-------- Göreve ait kayıtlar --------
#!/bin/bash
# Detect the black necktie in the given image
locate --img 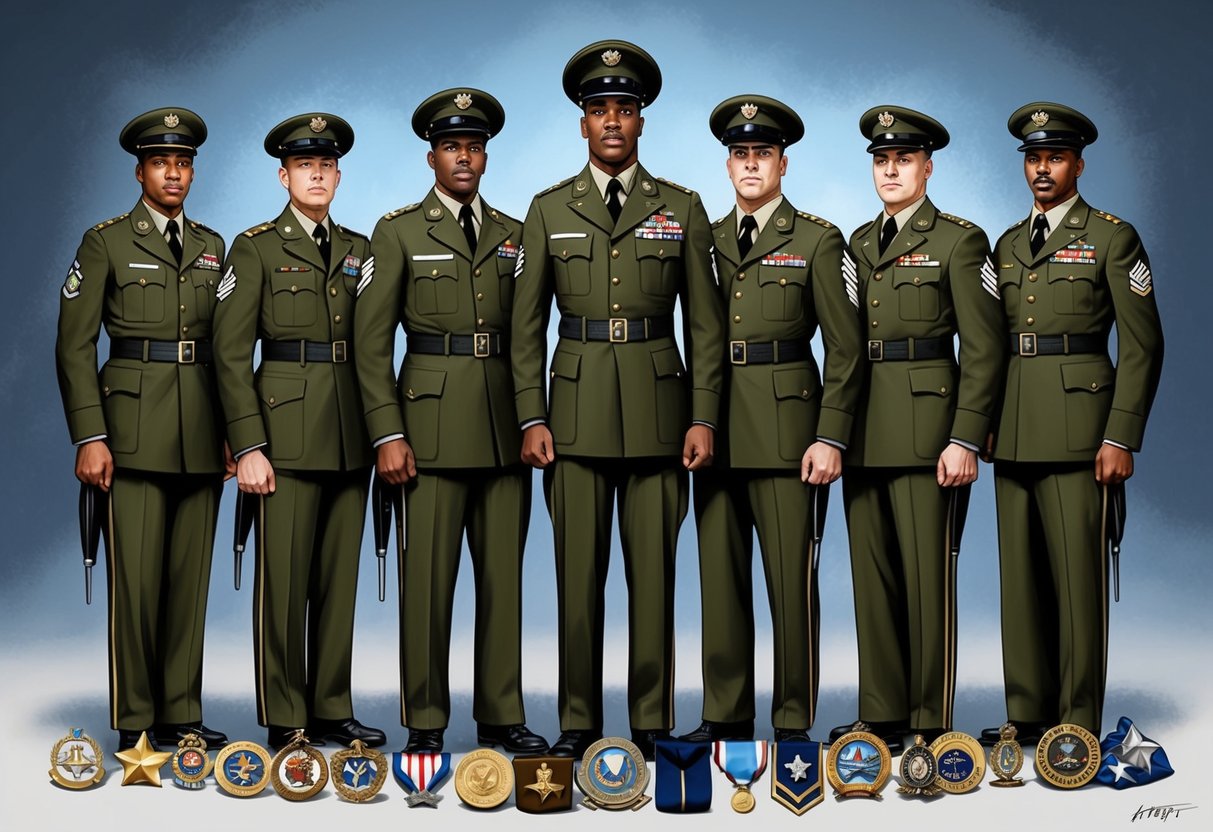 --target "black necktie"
[165,220,181,266]
[312,223,331,269]
[607,178,623,222]
[738,213,758,260]
[459,205,475,257]
[1029,213,1049,257]
[881,217,898,255]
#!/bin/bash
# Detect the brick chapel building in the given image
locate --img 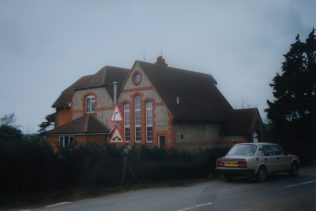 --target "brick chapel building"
--------
#### [Alıştırmanın istediği]
Yukarıdaki malzemeyi süzerek "Detect" sözcüğünü içeren satırların tamamını olduğu gibi aktarınız.

#### [Görevin sonucu]
# Detect the black necktie in the given image
# Detect the brick chapel building in the given image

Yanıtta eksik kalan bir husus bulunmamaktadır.